_Requirements_. Lines from the one containing "Please place a dot on the black umbrella, one" through the last line of the data are to be repeated word for word, both ends included.

_Material for this exercise_.
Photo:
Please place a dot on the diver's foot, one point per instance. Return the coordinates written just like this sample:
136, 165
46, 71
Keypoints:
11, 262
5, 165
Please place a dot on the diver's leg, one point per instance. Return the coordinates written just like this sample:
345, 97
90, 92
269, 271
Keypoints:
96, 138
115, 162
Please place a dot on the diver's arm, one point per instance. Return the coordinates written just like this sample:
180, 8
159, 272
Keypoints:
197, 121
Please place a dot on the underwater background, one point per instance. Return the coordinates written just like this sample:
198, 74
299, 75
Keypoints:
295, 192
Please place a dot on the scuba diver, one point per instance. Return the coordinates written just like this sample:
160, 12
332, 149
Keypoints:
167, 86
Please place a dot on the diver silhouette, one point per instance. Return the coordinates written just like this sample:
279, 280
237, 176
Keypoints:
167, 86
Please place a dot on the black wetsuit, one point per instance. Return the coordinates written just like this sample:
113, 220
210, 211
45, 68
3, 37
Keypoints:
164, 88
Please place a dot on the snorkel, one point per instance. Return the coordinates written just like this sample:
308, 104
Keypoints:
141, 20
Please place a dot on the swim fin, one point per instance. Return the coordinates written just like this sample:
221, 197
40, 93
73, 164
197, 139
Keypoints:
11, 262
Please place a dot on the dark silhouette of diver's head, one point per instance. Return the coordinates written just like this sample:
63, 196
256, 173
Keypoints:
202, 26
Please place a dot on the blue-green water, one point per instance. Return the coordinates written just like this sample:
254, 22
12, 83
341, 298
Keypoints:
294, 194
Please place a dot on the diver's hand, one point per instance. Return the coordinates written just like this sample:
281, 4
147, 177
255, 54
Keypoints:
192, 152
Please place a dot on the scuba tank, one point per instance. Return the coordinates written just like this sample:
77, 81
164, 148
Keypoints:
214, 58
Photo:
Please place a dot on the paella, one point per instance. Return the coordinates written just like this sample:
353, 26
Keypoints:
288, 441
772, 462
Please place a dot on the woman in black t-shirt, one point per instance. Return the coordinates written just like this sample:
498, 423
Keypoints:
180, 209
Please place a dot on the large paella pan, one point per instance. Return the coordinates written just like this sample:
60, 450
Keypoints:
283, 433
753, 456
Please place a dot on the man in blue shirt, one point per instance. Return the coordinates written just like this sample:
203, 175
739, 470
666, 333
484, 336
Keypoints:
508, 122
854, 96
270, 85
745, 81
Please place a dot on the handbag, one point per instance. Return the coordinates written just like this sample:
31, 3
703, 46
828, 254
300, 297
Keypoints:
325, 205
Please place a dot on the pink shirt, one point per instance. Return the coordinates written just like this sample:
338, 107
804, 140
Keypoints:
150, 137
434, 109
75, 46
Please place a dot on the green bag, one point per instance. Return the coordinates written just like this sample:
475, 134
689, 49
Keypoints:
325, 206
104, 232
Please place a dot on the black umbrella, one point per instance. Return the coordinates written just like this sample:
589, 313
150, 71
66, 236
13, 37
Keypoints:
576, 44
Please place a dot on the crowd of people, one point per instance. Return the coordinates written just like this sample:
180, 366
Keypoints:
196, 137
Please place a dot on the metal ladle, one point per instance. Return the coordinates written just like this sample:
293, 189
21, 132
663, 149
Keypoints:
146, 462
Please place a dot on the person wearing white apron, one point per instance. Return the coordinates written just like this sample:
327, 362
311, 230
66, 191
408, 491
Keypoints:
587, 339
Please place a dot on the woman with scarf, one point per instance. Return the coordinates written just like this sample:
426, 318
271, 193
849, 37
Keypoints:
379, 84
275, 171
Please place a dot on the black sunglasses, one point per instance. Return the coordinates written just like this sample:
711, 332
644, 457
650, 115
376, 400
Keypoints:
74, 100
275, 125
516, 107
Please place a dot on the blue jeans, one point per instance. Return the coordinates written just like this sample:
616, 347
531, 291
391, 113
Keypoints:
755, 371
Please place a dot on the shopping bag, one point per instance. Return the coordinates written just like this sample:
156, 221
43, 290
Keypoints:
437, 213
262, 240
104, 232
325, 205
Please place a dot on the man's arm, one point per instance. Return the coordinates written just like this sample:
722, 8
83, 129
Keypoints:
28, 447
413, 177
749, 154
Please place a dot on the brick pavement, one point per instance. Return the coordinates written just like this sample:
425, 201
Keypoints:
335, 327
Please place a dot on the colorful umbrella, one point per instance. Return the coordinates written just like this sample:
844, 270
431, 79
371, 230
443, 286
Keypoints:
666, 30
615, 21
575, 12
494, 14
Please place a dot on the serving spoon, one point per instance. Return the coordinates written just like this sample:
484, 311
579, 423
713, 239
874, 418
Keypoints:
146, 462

_Task response_.
Please place a dot on the black umbrella, one point per instance. Return the coordinates written just like this sample:
589, 313
150, 71
66, 236
13, 37
Keypoints:
576, 44
Please place a dot on the crowd of people, one point per instance. Return the coordinates written just like this sample:
180, 366
Keypoints:
196, 137
Please place a dot on the metal ladle, one point per instance. Return the coordinates written just like this sample:
293, 189
21, 132
663, 149
Keypoints:
146, 462
Please place a dot on the person wearing white apron, one point per instance. Return the coordinates written just like this sample:
327, 362
311, 230
66, 191
408, 491
Keypoints:
587, 339
Please place a dot on the woman with scarf, one point per instance. Return the coordinates written just like this sample:
426, 318
271, 193
849, 37
Keypoints:
379, 84
275, 171
Please place a dot on the black sunglasses, one point per instance. Return the coordinates written just like this sample:
711, 332
644, 457
650, 115
376, 400
Keypoints:
74, 100
275, 125
516, 107
Please place a dot on the blue jeans, one point per instance. Return the coordinates written just like this sample:
616, 347
531, 291
391, 113
Keypoints:
755, 371
Please place a dot on the shopping bag, one point per instance. Return the coordinates written just like this sample:
156, 221
43, 290
Keypoints:
437, 213
262, 240
104, 232
325, 205
Please place a dot on the man's arm, one point per instance. Return the coordinates written just like this sample:
722, 8
83, 129
Keypoints:
28, 447
413, 177
749, 154
Please place a dot on the brick pavement, one point per instance. Return the coordinates written just like this sample:
425, 201
Keypoints:
335, 327
Please place a dot on the colorful umbrella, one point per instance. Return the coordinates written just like this sample:
844, 270
431, 79
371, 230
443, 286
Keypoints:
666, 30
615, 21
575, 12
494, 14
Please place a dot on the serving spoon, one point per instance. Return the coordinates written just like this sample:
484, 311
579, 423
713, 239
874, 418
Keypoints:
146, 462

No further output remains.